Problem:
The word to look for is "kind". Report every line of the entries below that has it.
------
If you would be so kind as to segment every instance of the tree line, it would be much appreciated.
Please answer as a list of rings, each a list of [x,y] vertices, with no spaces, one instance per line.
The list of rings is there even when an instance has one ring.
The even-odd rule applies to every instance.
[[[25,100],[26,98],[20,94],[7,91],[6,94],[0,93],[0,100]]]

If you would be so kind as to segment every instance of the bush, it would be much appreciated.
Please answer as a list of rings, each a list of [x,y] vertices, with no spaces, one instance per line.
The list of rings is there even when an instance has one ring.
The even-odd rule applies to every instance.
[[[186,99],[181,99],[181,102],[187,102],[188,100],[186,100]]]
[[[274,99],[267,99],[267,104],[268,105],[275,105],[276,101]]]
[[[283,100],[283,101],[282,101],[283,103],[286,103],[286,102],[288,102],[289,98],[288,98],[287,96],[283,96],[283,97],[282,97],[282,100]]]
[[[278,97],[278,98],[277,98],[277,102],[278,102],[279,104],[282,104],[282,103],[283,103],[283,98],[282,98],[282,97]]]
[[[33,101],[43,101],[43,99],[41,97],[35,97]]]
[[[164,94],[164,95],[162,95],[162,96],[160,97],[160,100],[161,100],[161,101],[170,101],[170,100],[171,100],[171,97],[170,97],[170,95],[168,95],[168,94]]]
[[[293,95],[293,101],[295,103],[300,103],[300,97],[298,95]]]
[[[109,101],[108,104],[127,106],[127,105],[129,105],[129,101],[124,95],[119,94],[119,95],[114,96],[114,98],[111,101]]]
------
Finished exercise:
If you would be so kind as to segment every instance of the tree line, it would be much appreciated.
If you would be so kind as to segment every instance of the bush, it would be much appreciated.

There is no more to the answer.